- Hridoyer Kotha movie poster
- Directed by: SA Haque Alik
- Story by: M A Shahid
- Produced by: Riaz, Tuhin Borua
- Starring: Riaz, Purnima
- Cinematography: Alamgir Khasru
- Edited by: Fazle Haque
- Music by: Alauddin Ali, S.I. Tutul, Habib Wahid
- Production company: G-Series
- Release date: 18 October 2006;
- Country: Bangladesh
- Language: Bengali

= Hridoyer Kotha =

2006 Bangladeshi movie directed by SA Haque Alik

Hridoyer Kotha (হৃদয়ের কথা) is a Bangladeshi film released on 18 October 2006 and directed by S.A. Haque Alik. Riaz produced the movie, the first time in his career. Kazi Riton is the associate producer of this movie Hridoyer Kotha. Notable songs in the film include "Valobasbo Bashbo Re" (Habib Wahid) and "Jay Din Jay Ekaki" (S.I. Tutul).

+ + +

**What is required:**
According to the Hridoyer Kotha text, who is the associate producer of the film?

**Provided data:**

+ + +

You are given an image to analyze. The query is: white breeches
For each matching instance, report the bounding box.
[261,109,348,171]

+ + +

**Answer to the task:**
Kazi Riton